* [COMPLETE THE FOLLOWING]:
(1) According to the newsletters, what does remote registration for a single day of the IETF DTN Working Group meeting cost?
(2) Revise the newsletters from the words "The IETF DTN" up to and including "Discussion, 20 mins.", putting "Thursday" in place of "Friday".
## begin EXTRACT TO READ
Newsletters

November Newsletter

The IETF DTN Working group is meeting next Friday, 11 November, at 0700-0900 EDT.

Remote registration for a single day is $125 ($50 for students). You may register here.

The agenda for this meeting is:

  • Admin, Chairs, 10 mins.
  • Charter and Milestone Overview and Discussion, 20 mins.
    • DTN Chairs
  • BPv7 Types Registry Extension, 15 mins.
    • Brian Sipos
  • BPv7 Wireshark Dissector Review and Demonstration, 10 mins
    • Brian Sipos
  • BPSec COSE Security Context Status, 10mins
    • Brian Sipos
  • BPSec Policy Best Practices and Demonstration, 15 mins
    • Sarah Heiner
  • Asynchronous Management Architecture Updates, 15 mins
    • Emery Annis
  • Challenged Network Management Tooling, 10 mins
    • Sarah Helble
  • Any other business / Open Mic, 15 mins

This meeting (and upcoming ones) are our opportunity to express the requirements / needs of the space community to IETF as they evolve the commercial DTN standards. The Consultative Committee for Space Data Systems (CCSDS) often seeks to profile the commercial standards for use in space and strives for interoperability with them. Ensuring that the IETF standards can accommodate the needs of the space community is critical to advancing the status and interoperability of the systems that will form the Solar System Internet (SSI).

October Newsletter

IPNSIG Library Announcement 

Ginny Spicer, IPNSIG Technical Documentation Working Group Member

Part of the IPNSIG’s mission to expand networking to interplanetary space is to promote DTN technology and facilitate its maturation. It is this mission that has led the IPNSIG Technical Documentation Working Group (TDWG) to create a technical documentation library. We are pleased to announce the IPNSIG Library and share it with you for perusal, research, and inspiration. I recently spoke to two of our IPNSIG board members, Vint Cerf and Scott Burleigh (Technical Documentation Working Group Lead), about the reasoning behind this library and the vision for its future.

[Video embed below]

Visit the IPNSIG Library here: https://www.zotero.org/groups/2726293/ipnsig_technical_documentation_working_group_ipnsig_td_wg/collections/Z9DUXUY8 

This project advances access to relevant technical information for everyone involved in interplanetary or terrestrial DTN. We have gathered references to journal articles, conference papers, video presentations, books, blog posts, and more. From ant colony optimization to the ZebraNet, resources are searchable, organized, tagged, and given proper attribution. 

The library is hosted in Zotero™, which enables you to easily locate items of interest, generate citations, and copy sections of the library to your own reference manager. 

The IPNSIG Library currently has over 200 items related to the interplanetary networking initiative, the Solar System Internet, DTN security, and DTN protocol implementations. Resources include complete descriptions, language codes, and tags to help you find useful and relevant information easily. 

As new DTN research and implementations occur, we will add references to their documentation to the library so that everyone can benefit. If you find a new resource to add to the IPNSIG Library, please email the resource link to library@ipnsig.org.

Come browse through the library to learn about the future of the Interplanetary Internet and some of the incredible uses of DTN. 

September Newsletter

Dear IPNSIG members,

Since I assumed chair last year, many vigorous activities have been undertaken at IPNSIG, propelling our efforts even further to expand networking to space.
## end EXTRACT TO READ
## begin SUPPLIED INFORMATION
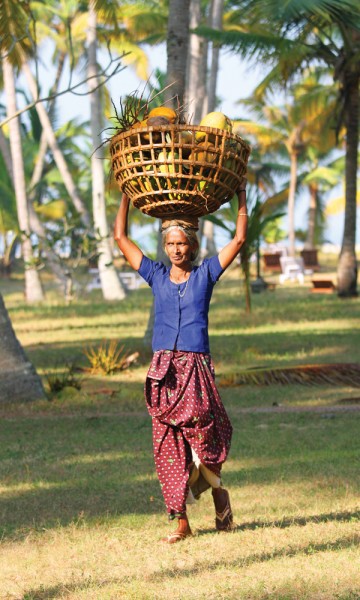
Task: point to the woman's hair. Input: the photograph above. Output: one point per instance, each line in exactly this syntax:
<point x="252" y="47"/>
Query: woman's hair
## end SUPPLIED INFORMATION
* [RESPONSE LIST]:
(1) $125, or $50 for students.

(2)
The IETF DTN Working group is meeting next Thursday, 11 November, at 0700-0900 EDT.

Remote registration for a single day is $125 ($50 for students). You may register here.

The agenda for this meeting is:

  • Admin, Chairs, 10 mins.
  • Charter and Milestone Overview and Discussion, 20 mins.